_Work to complete_:
Answer these questions from the faculty meeting report below:
1. On what date was the faculty meeting where Paxson responded to some demands?
2. How many members would the new combined committee have?
3. Who read the section of the motion that some faculty members were concerned about?

_Source passage_:

-- BEGIN --

Paxson responded to some demands at the Nov. 7 faculty meeting: “I wholeheartedly agree that there should be no ‘Palestinian exception’ to freedom of expression … (and) there are no exceptions to Brown’s clearly articulated policy on academic freedom and freedom of expression for views on any issue,” she said.

The new combined committee would have seven members, compared to the current five members on the Committee on Grievance and four members on the PIC. The Committee on Grievance has “only dealt with two or three cases per year,” and the PIC has “had a total of three cases over the past two years,” Sloman said. “It doesn't seem to us that asking for a single committee to do both of those workloads would be overly burdensome.”

Some faculty members expressed concerns over specific language in the motion. Specifically, one section of the motion, which was read by Dean of the Faculty Leah VanWey, states that “should the body or bodies reject the recommendations of the committee there should be an opportunity to meet and provide a response. At the conclusion of the process if the agreement has not been reached, the body or bodies will state in writing and point by point reasons for rejecting the committee's recommendations. If the committee disagrees with the reasons, that case shall go to the Provost for a final decision.” The Herald was not able to independently receive a copy of the motion to confirm its specific language.

-- END --

_Material shown_:
-- BEGIN --

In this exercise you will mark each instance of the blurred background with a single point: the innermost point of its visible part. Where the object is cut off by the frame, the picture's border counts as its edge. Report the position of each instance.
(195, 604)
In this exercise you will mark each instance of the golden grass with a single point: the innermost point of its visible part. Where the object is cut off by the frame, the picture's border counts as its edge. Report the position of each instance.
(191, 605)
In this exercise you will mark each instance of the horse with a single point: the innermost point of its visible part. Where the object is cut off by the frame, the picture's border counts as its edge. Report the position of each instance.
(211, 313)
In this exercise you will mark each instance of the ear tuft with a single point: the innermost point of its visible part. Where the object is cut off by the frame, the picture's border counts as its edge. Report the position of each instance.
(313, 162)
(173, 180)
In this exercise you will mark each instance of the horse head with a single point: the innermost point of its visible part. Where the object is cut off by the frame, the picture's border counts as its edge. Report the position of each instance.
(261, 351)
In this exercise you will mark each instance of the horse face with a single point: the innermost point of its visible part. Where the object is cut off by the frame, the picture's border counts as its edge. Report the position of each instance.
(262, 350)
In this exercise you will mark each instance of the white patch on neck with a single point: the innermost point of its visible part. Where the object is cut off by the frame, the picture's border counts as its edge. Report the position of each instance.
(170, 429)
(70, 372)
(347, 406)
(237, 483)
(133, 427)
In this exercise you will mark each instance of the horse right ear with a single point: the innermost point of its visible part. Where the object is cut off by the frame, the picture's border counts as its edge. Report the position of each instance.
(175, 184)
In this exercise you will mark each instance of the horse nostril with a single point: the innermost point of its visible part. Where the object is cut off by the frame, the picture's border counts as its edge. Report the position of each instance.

-- END --
-- BEGIN --

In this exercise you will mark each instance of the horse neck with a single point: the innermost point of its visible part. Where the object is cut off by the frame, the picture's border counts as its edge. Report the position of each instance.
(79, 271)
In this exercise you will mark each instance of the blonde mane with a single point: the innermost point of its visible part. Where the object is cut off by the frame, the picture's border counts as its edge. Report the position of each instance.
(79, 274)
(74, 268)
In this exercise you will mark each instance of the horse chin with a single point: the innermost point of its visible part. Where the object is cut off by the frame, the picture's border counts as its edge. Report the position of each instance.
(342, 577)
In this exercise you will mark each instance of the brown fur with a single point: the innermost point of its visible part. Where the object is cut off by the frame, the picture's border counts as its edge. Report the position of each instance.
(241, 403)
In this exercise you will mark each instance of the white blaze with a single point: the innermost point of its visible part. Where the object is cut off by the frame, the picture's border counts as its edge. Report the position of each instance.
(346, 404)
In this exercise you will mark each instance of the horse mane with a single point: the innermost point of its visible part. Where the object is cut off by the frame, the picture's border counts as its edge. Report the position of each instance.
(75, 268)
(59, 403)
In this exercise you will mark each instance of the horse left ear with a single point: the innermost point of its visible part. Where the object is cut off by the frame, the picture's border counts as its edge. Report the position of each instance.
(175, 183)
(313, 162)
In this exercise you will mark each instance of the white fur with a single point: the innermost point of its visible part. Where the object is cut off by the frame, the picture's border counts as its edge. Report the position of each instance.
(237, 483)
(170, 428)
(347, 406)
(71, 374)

-- END --
-- BEGIN --

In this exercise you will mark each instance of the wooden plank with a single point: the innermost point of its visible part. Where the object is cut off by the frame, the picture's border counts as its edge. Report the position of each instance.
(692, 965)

-- END --

_Solution to this exercise_:
1. Nov. 7
2. Seven
3. Dean of the Faculty Leah VanWey